What the task asks:
Every line below should be repeated exactly.

Supplied information:
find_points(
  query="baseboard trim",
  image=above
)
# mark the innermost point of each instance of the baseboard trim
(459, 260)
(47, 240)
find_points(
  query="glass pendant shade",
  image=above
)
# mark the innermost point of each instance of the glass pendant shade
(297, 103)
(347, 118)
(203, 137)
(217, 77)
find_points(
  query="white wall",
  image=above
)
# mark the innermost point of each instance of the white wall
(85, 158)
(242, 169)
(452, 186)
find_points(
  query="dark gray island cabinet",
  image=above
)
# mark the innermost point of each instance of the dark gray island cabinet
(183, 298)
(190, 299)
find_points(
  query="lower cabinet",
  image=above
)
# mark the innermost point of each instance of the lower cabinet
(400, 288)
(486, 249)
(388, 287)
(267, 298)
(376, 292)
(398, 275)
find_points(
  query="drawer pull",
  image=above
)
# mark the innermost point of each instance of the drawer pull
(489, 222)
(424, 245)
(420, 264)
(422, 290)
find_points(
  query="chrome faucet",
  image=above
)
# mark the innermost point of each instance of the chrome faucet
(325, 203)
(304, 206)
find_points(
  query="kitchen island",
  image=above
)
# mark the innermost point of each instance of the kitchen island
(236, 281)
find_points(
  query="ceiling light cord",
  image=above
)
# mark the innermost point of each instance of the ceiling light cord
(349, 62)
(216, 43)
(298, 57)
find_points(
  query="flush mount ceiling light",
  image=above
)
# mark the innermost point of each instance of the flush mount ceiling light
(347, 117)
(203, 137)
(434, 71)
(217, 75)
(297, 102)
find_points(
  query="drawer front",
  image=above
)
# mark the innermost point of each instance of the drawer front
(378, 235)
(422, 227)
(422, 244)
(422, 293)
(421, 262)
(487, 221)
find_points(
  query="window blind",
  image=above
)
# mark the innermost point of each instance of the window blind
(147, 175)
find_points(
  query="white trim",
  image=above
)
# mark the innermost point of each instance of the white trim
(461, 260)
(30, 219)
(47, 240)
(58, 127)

Result of this exercise:
find_points(
  query="baseboard trim",
  image=above
)
# mark the innermost point of each instance of the baseboard trim
(459, 260)
(47, 240)
find_points(
  query="glass pendant shade",
  image=above
)
# mark the innermost point of each instance of the glass pendant shade
(297, 103)
(347, 118)
(203, 137)
(217, 77)
find_points(
  query="white wall",
  image=above
)
# mark the innermost point of each instance of the white wall
(85, 158)
(242, 169)
(452, 186)
find_points(
  query="dark gray island cabinet",
  image=above
)
# mark the innermost point of each instance of the dark gray island cabinet
(183, 298)
(190, 299)
find_points(
  query="lower cabinet",
  image=above
)
# mark the innermost point of each instance of the lower cabinet
(400, 288)
(486, 249)
(388, 287)
(267, 298)
(376, 292)
(398, 275)
find_points(
  query="drawer pull",
  image=above
)
# mark the innermost point of each instance of the drawer pull
(489, 222)
(424, 245)
(420, 264)
(422, 290)
find_points(
  query="chrome faucet",
  image=above
)
# mark the innermost point of each instance of the chrome faucet
(325, 203)
(304, 206)
find_points(
  query="kitchen island",
  image=above
)
# mark the innermost point of each instance of the kitchen island
(236, 281)
find_points(
  query="ceiling light cord",
  image=above
)
# mark the innermost point of each instance of the ceiling light cord
(349, 62)
(216, 43)
(298, 57)
find_points(
  query="flush mount ceiling light",
  image=above
)
# mark the innermost point of each instance of the flush mount ceiling light
(347, 117)
(203, 137)
(434, 71)
(217, 75)
(297, 102)
find_points(
  query="drawer front",
  image=above
)
# mark the innermost point of each instance of the drawer front
(378, 235)
(422, 227)
(422, 244)
(422, 293)
(421, 262)
(487, 221)
find_points(
  query="window blind",
  image=above
)
# mark the innermost point of each instance of the window blind
(147, 175)
find_points(
  query="white trim",
  image=above
)
# mark the innermost point of each instance of the white trim
(461, 260)
(30, 219)
(47, 240)
(58, 127)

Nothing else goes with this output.